*** Recorded information ***
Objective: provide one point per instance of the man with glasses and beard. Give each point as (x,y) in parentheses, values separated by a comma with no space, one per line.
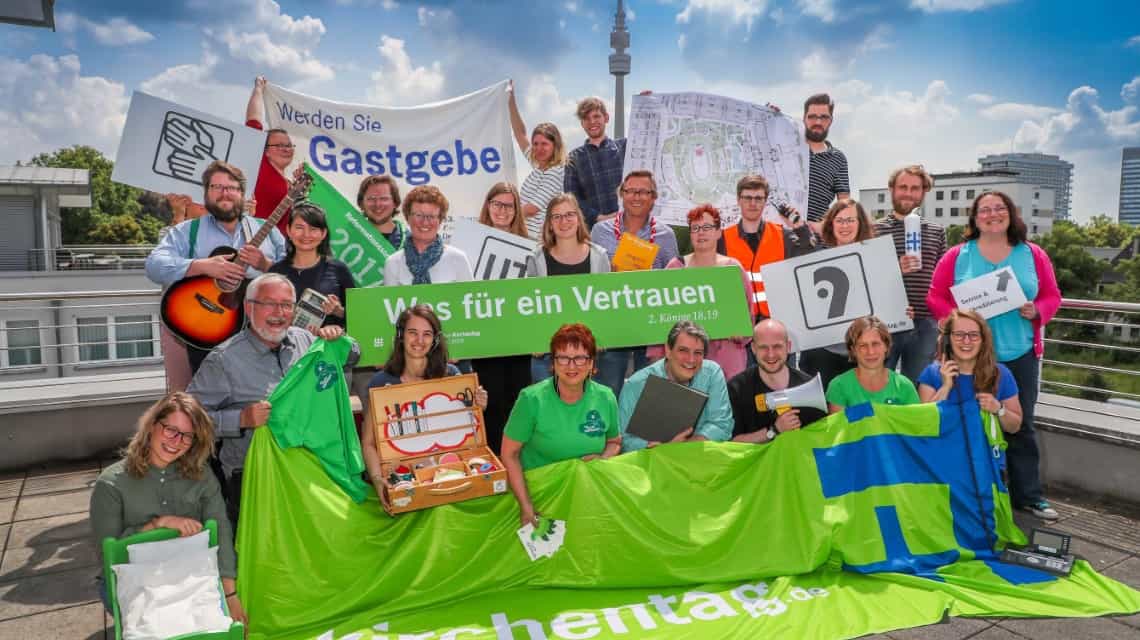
(238,374)
(772,373)
(828,178)
(184,250)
***
» **Exercise**
Set the data above down again exactly as given, with no pictures.

» **Output below**
Objective: provide one point per instance of the man with glasses and beard. Give each point as (x,y) in parentheses, values separated by a comma with no space, one per line.
(238,374)
(772,373)
(828,178)
(184,250)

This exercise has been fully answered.